▸ THE PROBLEM: Rewrite the entries below as a numbered list, starting at the line that contains "Tag each instance of the black leather" and ending at the line that contains "x=627, y=151", with both of those lines included. Leave out blank lines.

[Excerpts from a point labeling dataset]
* * * *

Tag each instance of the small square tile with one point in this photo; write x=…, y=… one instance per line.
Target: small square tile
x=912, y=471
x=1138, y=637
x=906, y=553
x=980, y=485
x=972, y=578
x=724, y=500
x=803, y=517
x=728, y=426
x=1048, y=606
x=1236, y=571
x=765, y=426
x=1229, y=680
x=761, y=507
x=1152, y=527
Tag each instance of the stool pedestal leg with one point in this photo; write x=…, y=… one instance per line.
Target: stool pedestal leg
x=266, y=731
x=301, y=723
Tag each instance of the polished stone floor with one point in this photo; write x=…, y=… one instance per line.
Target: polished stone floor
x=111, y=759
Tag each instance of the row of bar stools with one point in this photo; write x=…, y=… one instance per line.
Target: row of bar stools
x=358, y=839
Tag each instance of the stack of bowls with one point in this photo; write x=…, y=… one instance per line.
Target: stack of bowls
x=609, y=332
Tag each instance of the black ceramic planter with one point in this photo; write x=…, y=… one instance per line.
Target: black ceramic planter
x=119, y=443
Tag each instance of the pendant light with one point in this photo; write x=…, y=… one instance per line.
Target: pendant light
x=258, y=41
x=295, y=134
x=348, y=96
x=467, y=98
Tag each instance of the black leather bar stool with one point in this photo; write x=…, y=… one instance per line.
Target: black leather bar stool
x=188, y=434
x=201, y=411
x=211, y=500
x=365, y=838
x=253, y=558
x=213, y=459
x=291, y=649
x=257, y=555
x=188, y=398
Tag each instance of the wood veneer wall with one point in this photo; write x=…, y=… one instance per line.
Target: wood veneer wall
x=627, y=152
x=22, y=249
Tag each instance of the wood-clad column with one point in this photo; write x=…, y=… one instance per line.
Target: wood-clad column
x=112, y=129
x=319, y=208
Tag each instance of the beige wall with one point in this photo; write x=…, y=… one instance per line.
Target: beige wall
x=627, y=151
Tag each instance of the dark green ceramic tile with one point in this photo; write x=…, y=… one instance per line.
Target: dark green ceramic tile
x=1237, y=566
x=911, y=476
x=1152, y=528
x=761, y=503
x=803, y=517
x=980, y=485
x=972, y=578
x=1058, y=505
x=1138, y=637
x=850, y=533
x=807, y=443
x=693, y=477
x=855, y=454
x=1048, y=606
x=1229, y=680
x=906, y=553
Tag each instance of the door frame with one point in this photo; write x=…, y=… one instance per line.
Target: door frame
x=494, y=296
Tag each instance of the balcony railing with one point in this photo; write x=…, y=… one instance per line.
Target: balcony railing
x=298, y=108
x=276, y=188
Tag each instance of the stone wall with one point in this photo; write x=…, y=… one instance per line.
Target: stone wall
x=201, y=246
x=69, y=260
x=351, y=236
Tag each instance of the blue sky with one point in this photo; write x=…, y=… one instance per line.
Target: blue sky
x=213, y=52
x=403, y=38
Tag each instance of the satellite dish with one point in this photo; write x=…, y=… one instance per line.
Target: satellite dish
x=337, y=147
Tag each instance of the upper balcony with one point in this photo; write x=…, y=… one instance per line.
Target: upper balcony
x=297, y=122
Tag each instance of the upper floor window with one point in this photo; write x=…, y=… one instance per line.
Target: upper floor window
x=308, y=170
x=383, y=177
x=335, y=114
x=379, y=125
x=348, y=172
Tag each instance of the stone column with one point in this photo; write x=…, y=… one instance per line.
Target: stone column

* * * *

▸ SOLVED PROBLEM:
1. Tag each instance of the black leather bar stool with one point in this photo; write x=…, y=… one instance per line.
2. Target: black leather bar stool
3. x=188, y=434
4. x=201, y=411
5. x=211, y=500
6. x=365, y=838
7. x=253, y=558
8. x=213, y=459
9. x=291, y=649
10. x=257, y=555
11. x=188, y=398
12. Tag each instance of the wood veneer wall with one point in this photo; write x=…, y=… one instance per line.
13. Target: wood veneer wall
14. x=627, y=152
15. x=22, y=249
16. Tag each instance of the wood-clad column with one point in this photo; write x=…, y=… one instance per line.
17. Target: wood-clad column
18. x=112, y=129
19. x=319, y=208
20. Tag each instance of the beige wall with one point in this photo; write x=…, y=… one instance per line.
21. Target: beige wall
22. x=627, y=151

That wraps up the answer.